» **Goal of the exercise**
Copy out every line of the items below word for word, leaving the pictures out.

» **Working data**

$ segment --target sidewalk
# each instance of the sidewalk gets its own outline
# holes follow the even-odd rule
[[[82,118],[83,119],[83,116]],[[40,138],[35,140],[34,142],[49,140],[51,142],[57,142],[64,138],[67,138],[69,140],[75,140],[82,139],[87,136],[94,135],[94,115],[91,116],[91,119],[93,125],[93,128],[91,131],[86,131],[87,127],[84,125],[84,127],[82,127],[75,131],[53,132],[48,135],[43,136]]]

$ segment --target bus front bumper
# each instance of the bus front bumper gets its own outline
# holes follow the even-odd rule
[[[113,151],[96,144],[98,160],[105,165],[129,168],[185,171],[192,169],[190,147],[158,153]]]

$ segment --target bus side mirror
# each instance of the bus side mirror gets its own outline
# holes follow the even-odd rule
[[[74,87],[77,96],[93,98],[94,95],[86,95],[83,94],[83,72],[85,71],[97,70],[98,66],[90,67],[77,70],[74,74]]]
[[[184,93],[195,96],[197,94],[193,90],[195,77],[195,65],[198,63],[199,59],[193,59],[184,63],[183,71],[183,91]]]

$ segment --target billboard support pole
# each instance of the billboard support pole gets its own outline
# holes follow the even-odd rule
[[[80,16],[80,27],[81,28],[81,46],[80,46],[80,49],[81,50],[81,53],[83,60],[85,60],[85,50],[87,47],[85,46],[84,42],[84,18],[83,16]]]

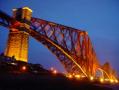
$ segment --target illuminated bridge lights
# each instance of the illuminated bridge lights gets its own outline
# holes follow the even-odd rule
[[[26,14],[27,10],[29,11],[28,15]],[[17,9],[14,9],[13,11],[17,12]],[[101,83],[104,82],[118,83],[117,79],[111,78],[110,76],[112,69],[110,70],[109,68],[107,68],[106,64],[104,65],[105,67],[103,67],[98,62],[95,50],[86,31],[71,28],[68,26],[64,26],[61,24],[57,24],[54,22],[50,22],[38,18],[33,18],[31,17],[32,10],[29,9],[28,7],[24,7],[23,11],[25,12],[23,14],[23,17],[26,17],[26,19],[29,20],[29,24],[27,24],[27,22],[25,21],[23,22],[17,21],[17,17],[12,18],[3,12],[0,12],[0,25],[7,27],[9,30],[11,28],[13,32],[17,30],[23,31],[22,29],[17,27],[28,26],[28,27],[24,27],[24,29],[26,29],[25,32],[28,33],[28,36],[32,36],[37,41],[41,42],[59,59],[59,61],[63,64],[66,71],[70,73],[69,75],[67,75],[68,78],[79,79],[79,78],[87,77],[90,81],[94,81],[96,80],[95,72],[96,69],[98,68],[102,73],[102,77],[98,79]],[[20,34],[23,37],[22,33]],[[27,37],[26,34],[24,34],[24,38],[25,37]],[[25,39],[22,40],[24,41]],[[24,44],[24,47],[26,49],[25,48],[23,49],[23,53],[19,51],[21,54],[17,54],[20,55],[20,59],[23,59],[21,56],[23,56],[24,53],[26,53],[26,56],[24,57],[27,58],[27,54],[28,54],[27,52],[28,46],[26,46],[26,44],[28,44],[27,41],[28,39],[26,38],[25,40],[26,43]],[[21,47],[22,45],[23,43],[21,44]],[[16,44],[14,44],[14,46],[16,46]],[[20,49],[18,48],[18,50]],[[15,50],[13,49],[11,50],[11,53],[13,54],[10,56],[13,56],[17,52],[17,51],[16,52],[13,51]],[[23,71],[25,71],[26,69],[27,68],[25,66],[22,67]],[[57,70],[51,68],[51,72],[56,74]],[[71,73],[76,73],[76,74],[73,75]],[[79,75],[79,73],[81,73],[81,75]],[[115,75],[112,74],[112,76]]]

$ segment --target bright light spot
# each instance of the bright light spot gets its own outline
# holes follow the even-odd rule
[[[22,66],[22,70],[25,71],[26,70],[26,66]]]
[[[105,81],[109,81],[109,79],[106,78]]]
[[[86,76],[84,76],[84,75],[81,75],[81,77],[82,77],[82,78],[84,78],[84,77],[86,77]]]
[[[116,79],[115,82],[118,83],[118,80]]]
[[[93,80],[94,80],[94,77],[93,77],[93,76],[91,76],[91,77],[90,77],[90,80],[91,80],[91,81],[93,81]]]
[[[70,79],[70,78],[73,78],[73,76],[70,74],[70,75],[68,75],[68,78]]]
[[[113,83],[113,82],[114,82],[114,80],[113,80],[113,79],[110,79],[110,82],[111,82],[111,83]]]
[[[79,79],[80,78],[80,75],[75,75],[75,78]]]
[[[51,70],[51,71],[53,71],[53,70],[54,70],[54,68],[53,68],[53,67],[51,67],[51,68],[50,68],[50,70]]]
[[[57,74],[57,70],[53,70],[53,74]]]
[[[103,83],[104,82],[104,79],[103,78],[100,78],[100,82]]]

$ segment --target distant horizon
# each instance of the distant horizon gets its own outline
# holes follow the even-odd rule
[[[0,10],[10,16],[12,16],[13,8],[24,6],[33,10],[33,17],[87,31],[101,65],[109,62],[112,68],[117,73],[119,72],[118,0],[0,1]],[[0,53],[6,47],[7,36],[8,30],[0,27]],[[31,37],[29,62],[40,63],[45,68],[55,67],[58,71],[65,72],[60,61],[47,48]]]

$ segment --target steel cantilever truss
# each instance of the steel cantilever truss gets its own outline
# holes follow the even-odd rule
[[[23,27],[22,23],[30,25],[30,29]],[[20,22],[3,12],[0,12],[0,25],[29,33],[57,56],[68,73],[94,76],[99,66],[85,31],[38,18],[32,18],[30,22]]]
[[[37,18],[32,18],[31,23],[31,29],[43,37],[40,42],[58,57],[68,72],[94,74],[98,62],[87,32]]]

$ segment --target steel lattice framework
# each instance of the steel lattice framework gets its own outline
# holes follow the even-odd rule
[[[22,23],[30,26],[27,29]],[[88,33],[54,22],[33,18],[18,21],[0,11],[0,25],[27,32],[60,60],[68,73],[95,76],[101,68]]]

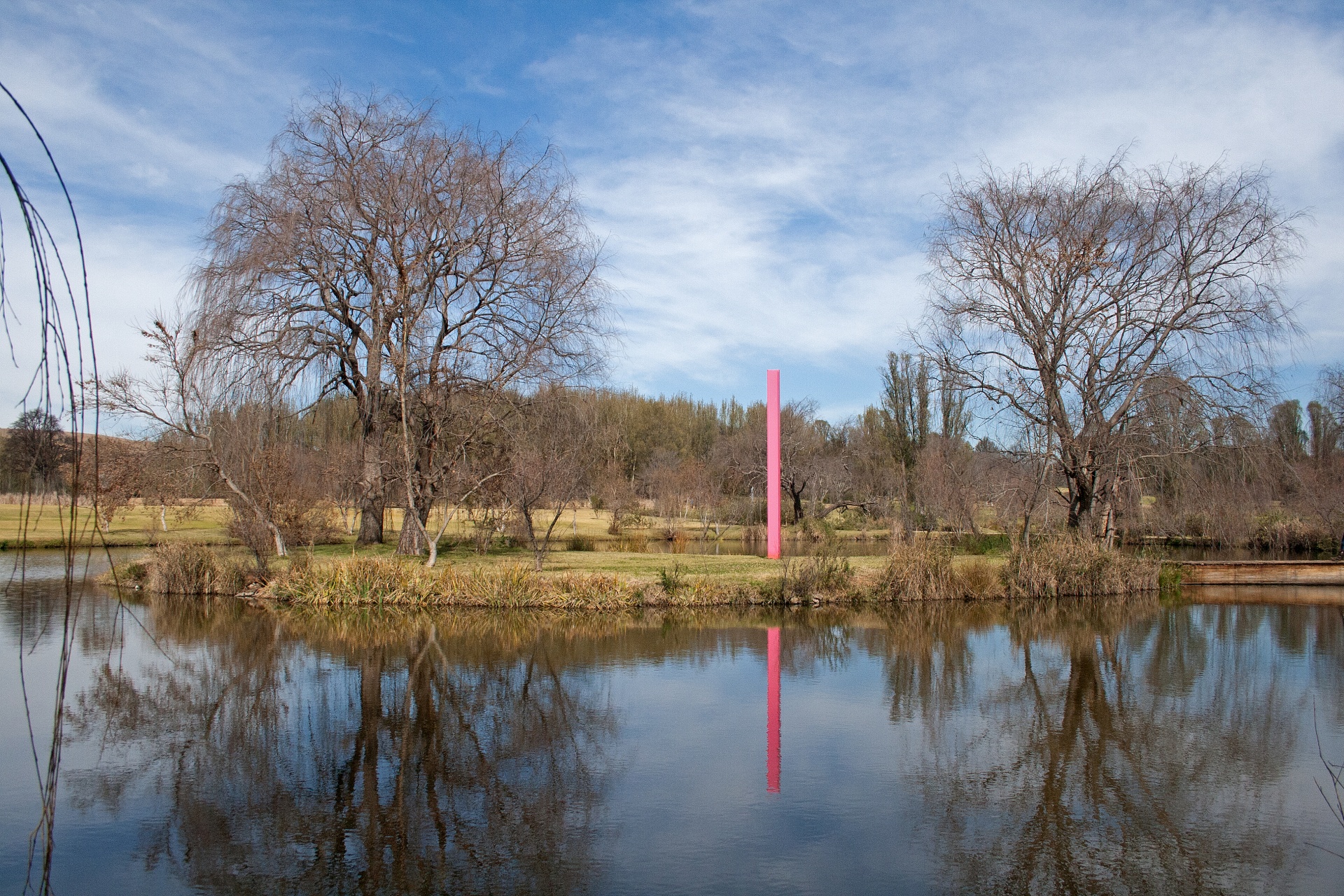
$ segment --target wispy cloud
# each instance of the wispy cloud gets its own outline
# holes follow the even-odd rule
[[[290,103],[331,78],[504,130],[531,118],[607,239],[617,377],[650,391],[750,396],[784,365],[827,414],[857,410],[921,312],[945,175],[1126,145],[1142,164],[1269,165],[1313,216],[1289,281],[1298,359],[1344,360],[1339,21],[1257,4],[566,9],[15,5],[0,78],[75,185],[109,363],[138,355],[126,322],[172,300],[220,184],[259,169]]]
[[[1337,32],[1099,4],[684,11],[673,34],[581,35],[534,67],[579,97],[556,130],[613,234],[634,382],[801,360],[872,383],[919,313],[943,175],[1126,145],[1141,164],[1265,163],[1286,206],[1314,207],[1290,287],[1304,355],[1344,355]]]

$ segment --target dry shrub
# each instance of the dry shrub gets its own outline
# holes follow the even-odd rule
[[[156,594],[238,594],[242,567],[203,544],[160,544],[142,562],[145,590]]]
[[[849,559],[840,556],[840,541],[832,535],[810,557],[785,567],[781,592],[786,599],[836,595],[845,592],[852,582]]]
[[[1137,594],[1157,590],[1157,560],[1103,548],[1087,536],[1038,541],[1008,556],[1005,584],[1012,596],[1056,598]]]
[[[973,557],[953,568],[968,598],[999,598],[1004,592],[1001,568],[982,557]]]
[[[874,583],[874,596],[888,600],[954,600],[965,584],[952,566],[952,549],[931,541],[894,541],[891,557]]]
[[[270,596],[321,606],[464,606],[617,609],[640,592],[614,575],[543,576],[523,566],[429,570],[415,560],[355,557],[292,570],[267,588]]]
[[[1301,552],[1317,547],[1332,548],[1335,539],[1324,527],[1306,523],[1301,517],[1285,513],[1266,513],[1255,520],[1251,532],[1251,547],[1261,551]]]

» **Full response**
$ segment --target sidewalk
# each instance of the sidewalk gets its own outline
# holes follow the even-odd rule
[[[82,118],[83,119],[83,116]],[[40,138],[35,140],[34,142],[49,140],[51,142],[57,142],[64,138],[67,138],[69,140],[75,140],[82,139],[87,136],[94,135],[94,115],[91,116],[91,119],[93,125],[93,128],[91,131],[86,131],[87,127],[84,125],[84,127],[82,127],[75,131],[53,132],[48,135],[43,136]]]

$ segment --target bus front bumper
# each instance of the bus front bumper gets its own outline
# holes follow the even-odd rule
[[[113,151],[96,144],[98,160],[105,165],[129,168],[185,171],[192,169],[190,147],[158,153]]]

$ segment --target bus side mirror
# each instance of the bus side mirror gets its own outline
# holes follow the even-odd rule
[[[74,87],[77,96],[93,98],[94,95],[86,95],[83,94],[83,72],[85,71],[97,70],[98,66],[90,67],[77,70],[74,74]]]
[[[184,93],[195,96],[197,94],[193,90],[195,77],[195,65],[198,63],[199,59],[193,59],[184,63],[183,71],[183,91]]]

$ segment --target billboard support pole
# each instance of the billboard support pole gets its own outline
# holes follow the even-odd rule
[[[80,16],[80,27],[81,28],[81,46],[80,46],[80,49],[81,50],[81,53],[83,60],[85,60],[85,50],[87,47],[85,46],[84,42],[84,18],[83,16]]]

$ segment --target illuminated bridge lights
# each instance of the illuminated bridge lights gets its own outline
# holes follow the even-odd rule
[[[26,14],[27,10],[29,11],[28,15]],[[17,9],[14,9],[13,11],[17,12]],[[101,83],[104,82],[118,83],[117,79],[111,78],[110,76],[112,69],[110,70],[109,68],[107,68],[106,64],[104,65],[105,67],[103,67],[98,62],[95,50],[86,31],[71,28],[68,26],[64,26],[61,24],[57,24],[54,22],[50,22],[38,18],[33,18],[31,17],[32,10],[29,9],[28,7],[24,7],[23,11],[25,12],[23,14],[23,17],[26,17],[26,19],[29,20],[29,24],[27,24],[27,22],[25,21],[23,22],[17,21],[17,17],[12,18],[3,12],[0,12],[0,25],[7,27],[9,30],[11,28],[13,32],[17,30],[23,31],[22,29],[17,27],[28,26],[28,27],[24,27],[24,29],[26,29],[25,32],[28,33],[28,36],[32,36],[37,41],[41,42],[59,59],[59,61],[63,64],[66,71],[70,73],[69,75],[67,75],[68,78],[79,79],[79,78],[87,77],[90,81],[94,81],[96,80],[95,72],[96,69],[98,68],[102,73],[102,77],[98,79]],[[20,34],[23,37],[22,33]],[[27,37],[26,34],[24,34],[24,38],[25,37]],[[25,39],[22,40],[24,41]],[[24,44],[24,47],[26,49],[25,48],[23,49],[23,53],[19,51],[21,54],[17,54],[20,55],[20,59],[23,59],[21,56],[23,56],[24,53],[26,53],[26,56],[24,57],[27,58],[27,54],[28,54],[27,52],[28,46],[26,46],[26,44],[28,44],[27,41],[28,39],[26,38],[25,40],[26,43]],[[21,47],[22,45],[23,43],[21,44]],[[16,44],[14,44],[14,46],[16,46]],[[20,49],[18,48],[18,50]],[[15,50],[13,49],[11,50],[11,53],[13,54],[10,56],[13,56],[17,52],[17,51],[16,52],[13,51]],[[23,71],[25,71],[26,69],[27,68],[25,66],[22,67]],[[57,70],[51,68],[51,72],[56,74]],[[71,73],[76,73],[76,74],[73,75]],[[79,75],[79,73],[81,73],[81,75]],[[115,75],[112,74],[112,76]]]

$ segment --target bright light spot
# each instance of the bright light spot gets its own outline
# holes follow the even-odd rule
[[[22,66],[22,70],[25,71],[26,70],[26,66]]]
[[[105,81],[109,81],[109,79],[106,78]]]
[[[86,76],[84,76],[84,75],[81,75],[81,77],[82,77],[82,78],[84,78],[84,77],[86,77]]]
[[[116,79],[115,82],[118,83],[118,80]]]
[[[93,80],[94,80],[94,77],[93,77],[93,76],[91,76],[91,77],[90,77],[90,80],[91,80],[91,81],[93,81]]]
[[[70,79],[70,78],[73,78],[73,76],[70,74],[70,75],[68,75],[68,78]]]
[[[113,83],[113,82],[114,82],[114,80],[113,80],[113,79],[110,79],[110,82],[111,82],[111,83]]]
[[[79,79],[80,78],[80,75],[75,75],[75,78]]]
[[[51,70],[51,71],[53,71],[53,70],[54,70],[54,68],[53,68],[53,67],[51,67],[51,68],[50,68],[50,70]]]
[[[57,74],[57,70],[53,70],[53,74]]]
[[[103,83],[104,82],[104,79],[103,78],[100,78],[100,82]]]

$ segment --target distant horizon
# each instance of the distant horizon gets its own outline
# holes follow the even-odd rule
[[[0,10],[10,16],[12,16],[13,8],[24,6],[33,10],[33,17],[87,31],[101,65],[109,62],[112,68],[117,73],[119,72],[118,0],[0,1]],[[0,53],[6,47],[7,36],[8,30],[0,27]],[[31,37],[29,62],[40,63],[45,68],[55,67],[58,71],[65,72],[60,61],[47,48]]]

$ segment --target steel cantilever truss
# each instance of the steel cantilever truss gets its own outline
# holes follow the even-odd rule
[[[23,27],[22,23],[30,25],[30,29]],[[20,22],[3,12],[0,12],[0,25],[29,33],[57,56],[68,73],[94,76],[99,66],[85,31],[38,18],[32,18],[30,22]]]
[[[37,18],[32,18],[31,23],[31,29],[43,37],[40,42],[58,57],[68,72],[94,74],[98,62],[87,32]]]

$ segment --target steel lattice framework
# each instance of the steel lattice framework gets its own outline
# holes follow the even-odd rule
[[[22,23],[30,26],[27,29]],[[88,33],[54,22],[33,18],[18,21],[0,11],[0,25],[27,32],[60,60],[68,73],[95,76],[101,68]]]

$ segment --target wispy cloud
# each instance of the wispy cloud gets its own outline
# holes follow the even-odd rule
[[[290,103],[331,78],[504,130],[531,118],[607,239],[617,377],[650,391],[750,396],[784,365],[827,414],[857,410],[921,312],[945,175],[1126,145],[1142,164],[1269,165],[1313,216],[1289,281],[1298,359],[1344,360],[1339,21],[1257,4],[566,9],[15,5],[0,78],[75,185],[109,363],[138,355],[126,322],[172,300],[220,184],[259,169]]]
[[[1337,32],[1099,4],[684,11],[673,34],[581,35],[534,67],[579,97],[556,130],[613,234],[634,382],[801,360],[872,383],[919,313],[943,175],[1126,145],[1141,164],[1265,163],[1286,206],[1314,207],[1290,287],[1304,355],[1344,355]]]

$ segment --target dry shrub
# each instance of the dry shrub gets its own outline
# holes follow the even-odd rule
[[[156,594],[238,594],[242,567],[203,544],[160,544],[142,562],[145,590]]]
[[[849,559],[840,556],[840,541],[832,535],[810,557],[785,567],[781,592],[786,599],[836,595],[845,592],[852,582]]]
[[[1137,594],[1157,590],[1157,560],[1103,548],[1087,536],[1038,541],[1008,556],[1005,584],[1012,596],[1056,598]]]
[[[973,557],[953,568],[968,598],[999,598],[1004,592],[1001,568],[982,557]]]
[[[874,583],[874,596],[888,600],[954,600],[965,584],[952,566],[952,549],[931,541],[894,541],[891,557]]]
[[[270,596],[321,606],[464,606],[617,609],[640,592],[614,575],[543,576],[523,566],[429,570],[415,560],[355,557],[292,570],[267,588]]]
[[[1301,552],[1317,547],[1332,548],[1335,539],[1324,527],[1306,523],[1301,517],[1285,513],[1266,513],[1255,520],[1251,532],[1251,547],[1261,551]]]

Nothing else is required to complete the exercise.